=== GOAL OF THE EXERCISE ===
Look through the data below and work out how many lines hold "white"; state only the number.

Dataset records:

>>>

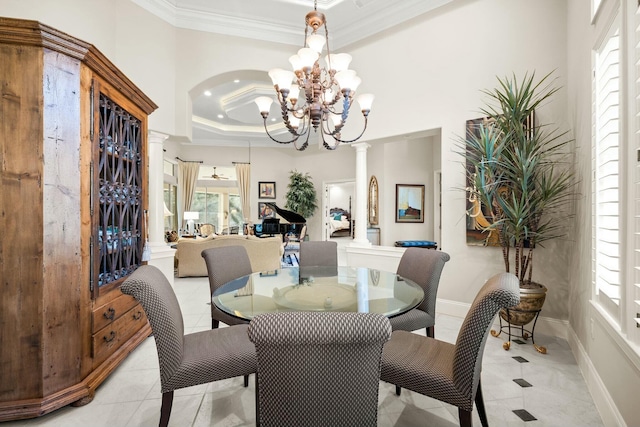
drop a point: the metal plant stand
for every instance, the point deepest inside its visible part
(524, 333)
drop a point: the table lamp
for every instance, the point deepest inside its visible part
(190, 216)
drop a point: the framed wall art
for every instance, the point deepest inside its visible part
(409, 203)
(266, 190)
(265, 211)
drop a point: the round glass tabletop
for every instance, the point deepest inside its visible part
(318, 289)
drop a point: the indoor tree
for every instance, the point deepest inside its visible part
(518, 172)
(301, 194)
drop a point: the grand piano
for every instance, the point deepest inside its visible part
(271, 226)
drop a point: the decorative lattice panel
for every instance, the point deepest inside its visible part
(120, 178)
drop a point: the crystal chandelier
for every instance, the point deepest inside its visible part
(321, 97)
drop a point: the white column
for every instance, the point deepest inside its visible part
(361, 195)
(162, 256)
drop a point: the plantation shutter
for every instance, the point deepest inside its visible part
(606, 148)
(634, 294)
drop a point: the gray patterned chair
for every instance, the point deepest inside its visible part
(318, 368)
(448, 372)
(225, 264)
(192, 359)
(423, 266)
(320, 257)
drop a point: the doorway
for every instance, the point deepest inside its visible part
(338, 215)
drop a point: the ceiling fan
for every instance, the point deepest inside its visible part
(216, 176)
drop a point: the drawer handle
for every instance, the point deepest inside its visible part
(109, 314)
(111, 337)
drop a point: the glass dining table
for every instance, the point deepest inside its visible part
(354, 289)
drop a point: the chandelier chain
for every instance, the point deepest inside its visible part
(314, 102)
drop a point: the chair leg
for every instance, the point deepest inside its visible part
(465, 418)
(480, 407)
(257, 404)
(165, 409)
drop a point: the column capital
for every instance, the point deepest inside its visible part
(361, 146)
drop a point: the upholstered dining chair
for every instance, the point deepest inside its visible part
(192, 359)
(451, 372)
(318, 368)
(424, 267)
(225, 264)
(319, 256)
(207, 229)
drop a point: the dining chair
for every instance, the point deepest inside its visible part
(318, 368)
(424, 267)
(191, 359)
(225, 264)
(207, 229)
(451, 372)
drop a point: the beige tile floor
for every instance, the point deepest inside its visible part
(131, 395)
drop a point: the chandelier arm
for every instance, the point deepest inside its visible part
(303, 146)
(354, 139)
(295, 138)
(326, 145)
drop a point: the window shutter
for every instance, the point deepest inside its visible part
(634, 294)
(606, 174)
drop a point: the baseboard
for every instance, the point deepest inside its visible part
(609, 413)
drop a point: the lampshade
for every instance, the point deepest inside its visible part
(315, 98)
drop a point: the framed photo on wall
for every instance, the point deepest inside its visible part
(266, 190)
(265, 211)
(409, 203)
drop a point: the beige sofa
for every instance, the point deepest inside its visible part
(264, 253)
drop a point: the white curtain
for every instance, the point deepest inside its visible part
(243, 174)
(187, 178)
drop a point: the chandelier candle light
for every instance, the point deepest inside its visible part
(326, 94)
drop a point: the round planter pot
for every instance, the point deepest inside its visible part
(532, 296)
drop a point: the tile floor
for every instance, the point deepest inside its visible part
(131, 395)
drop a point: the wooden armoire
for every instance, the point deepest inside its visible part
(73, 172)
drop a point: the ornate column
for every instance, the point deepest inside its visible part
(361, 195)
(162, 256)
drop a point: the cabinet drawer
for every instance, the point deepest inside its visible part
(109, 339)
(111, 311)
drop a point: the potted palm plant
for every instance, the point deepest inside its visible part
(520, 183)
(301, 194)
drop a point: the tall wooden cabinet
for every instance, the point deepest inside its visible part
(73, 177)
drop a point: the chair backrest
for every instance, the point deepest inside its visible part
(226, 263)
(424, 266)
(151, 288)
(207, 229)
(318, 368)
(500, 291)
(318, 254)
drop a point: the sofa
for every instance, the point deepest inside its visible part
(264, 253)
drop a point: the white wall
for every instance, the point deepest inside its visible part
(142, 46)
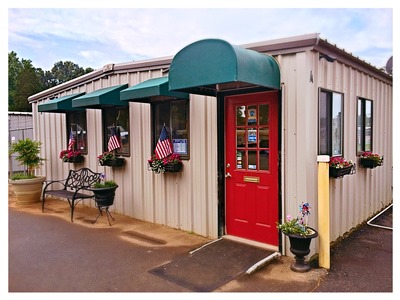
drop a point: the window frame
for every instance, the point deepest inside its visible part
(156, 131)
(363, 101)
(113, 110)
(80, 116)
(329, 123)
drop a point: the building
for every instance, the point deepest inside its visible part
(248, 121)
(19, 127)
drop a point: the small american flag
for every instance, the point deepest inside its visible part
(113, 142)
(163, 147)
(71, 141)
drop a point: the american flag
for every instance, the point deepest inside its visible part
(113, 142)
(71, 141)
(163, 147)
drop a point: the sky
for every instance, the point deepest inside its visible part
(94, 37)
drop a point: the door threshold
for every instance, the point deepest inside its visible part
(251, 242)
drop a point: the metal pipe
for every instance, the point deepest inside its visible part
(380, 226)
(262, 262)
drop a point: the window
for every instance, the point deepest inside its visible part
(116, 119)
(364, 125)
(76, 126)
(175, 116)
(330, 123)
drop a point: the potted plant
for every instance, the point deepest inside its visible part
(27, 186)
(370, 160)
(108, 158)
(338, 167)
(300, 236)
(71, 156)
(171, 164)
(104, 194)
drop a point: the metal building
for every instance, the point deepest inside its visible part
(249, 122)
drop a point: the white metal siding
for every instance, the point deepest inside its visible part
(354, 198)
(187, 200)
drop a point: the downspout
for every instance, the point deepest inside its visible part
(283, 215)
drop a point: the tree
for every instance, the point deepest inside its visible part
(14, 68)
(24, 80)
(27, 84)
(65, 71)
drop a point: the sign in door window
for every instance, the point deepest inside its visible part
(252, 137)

<<<

=== TASK ANSWER ===
4